▶ _DESCRIPTION OF THE TASK_
Exact copies of all the lines below are required, with the pictures omitted.

▶ _DATA SUPPLIED_
--- --- ---

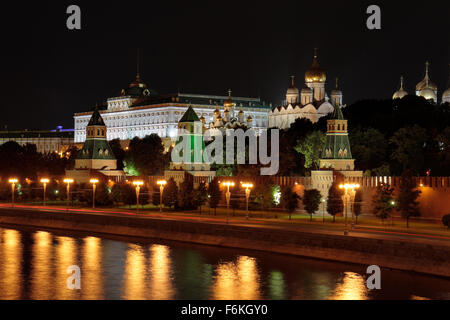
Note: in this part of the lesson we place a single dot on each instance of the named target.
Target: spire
(138, 76)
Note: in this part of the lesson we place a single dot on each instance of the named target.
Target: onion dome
(306, 90)
(292, 90)
(426, 82)
(401, 92)
(336, 91)
(428, 94)
(315, 73)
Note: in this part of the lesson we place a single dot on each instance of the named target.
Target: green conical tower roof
(337, 144)
(96, 119)
(189, 116)
(337, 114)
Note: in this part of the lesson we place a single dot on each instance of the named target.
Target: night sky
(47, 73)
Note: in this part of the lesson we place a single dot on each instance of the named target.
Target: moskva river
(34, 265)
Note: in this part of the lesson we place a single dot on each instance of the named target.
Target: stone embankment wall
(410, 256)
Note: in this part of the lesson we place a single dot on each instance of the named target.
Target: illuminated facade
(46, 141)
(139, 111)
(311, 102)
(425, 88)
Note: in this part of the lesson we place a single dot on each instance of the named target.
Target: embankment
(396, 254)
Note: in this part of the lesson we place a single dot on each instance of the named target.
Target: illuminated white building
(312, 102)
(139, 111)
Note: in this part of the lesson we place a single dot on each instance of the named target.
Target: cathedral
(311, 102)
(425, 88)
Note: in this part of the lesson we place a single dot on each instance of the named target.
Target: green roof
(96, 149)
(96, 119)
(337, 114)
(189, 116)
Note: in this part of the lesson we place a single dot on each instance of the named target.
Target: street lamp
(13, 182)
(161, 184)
(45, 181)
(94, 182)
(248, 187)
(323, 209)
(68, 181)
(349, 195)
(138, 185)
(228, 184)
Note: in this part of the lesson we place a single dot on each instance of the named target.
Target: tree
(311, 148)
(200, 195)
(446, 220)
(145, 157)
(186, 195)
(289, 199)
(369, 148)
(170, 194)
(383, 201)
(311, 201)
(357, 205)
(409, 145)
(214, 194)
(118, 152)
(407, 196)
(334, 204)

--- --- ---

▶ _ANSWER TO THIS TASK_
Note: in this part of the lesson we place a single dot on each instance of the named target.
Target: spire
(138, 76)
Note: in this part of the lesson we place a single dot on each instance of the named target.
Target: onion dome
(306, 90)
(292, 90)
(426, 82)
(401, 92)
(336, 91)
(428, 94)
(315, 73)
Note: in this part of the lesson we place a single dot on each instance of the named target.
Target: green conical tower roof
(337, 144)
(96, 119)
(189, 116)
(337, 114)
Note: in this part of the lesson we place a single dot on each instance of the named target.
Target: night sky
(47, 73)
Note: in this part of the lesson we place a single dot on each instance of the named target.
Target: moskva river
(34, 265)
Note: in this part of the lesson we place a single dot on each instance of the named target.
Target: stone embankment wall
(410, 256)
Note: in this part of the lesson we place a single dot on each instance of the named target.
Target: illuminated facade
(46, 141)
(139, 111)
(311, 102)
(425, 88)
Note: in this part of the lesson we place a single dot on each instance of the named target.
Target: embankment
(396, 254)
Note: in this part of the lesson we place a single dot on each instance of the named target.
Target: illuminated white building
(312, 102)
(139, 111)
Note: in this part of the lesson we place a single dot on each instance of the named target.
Target: cathedral
(311, 102)
(425, 88)
Note: in this part of the lesson we place a single dot on each instance of the named target.
Target: green roof
(96, 149)
(96, 119)
(337, 114)
(189, 116)
Note: in this part of the lesson we place a single dot on each instance of the named target.
Target: street lamp
(13, 182)
(161, 184)
(45, 181)
(94, 182)
(248, 187)
(323, 209)
(68, 181)
(349, 195)
(138, 185)
(228, 184)
Note: in this part of the lesson we place a single dot on each instance of the named target.
Target: tree
(311, 148)
(200, 195)
(446, 220)
(145, 157)
(186, 195)
(289, 199)
(369, 148)
(170, 194)
(383, 201)
(311, 201)
(357, 205)
(409, 145)
(214, 194)
(118, 152)
(407, 196)
(334, 204)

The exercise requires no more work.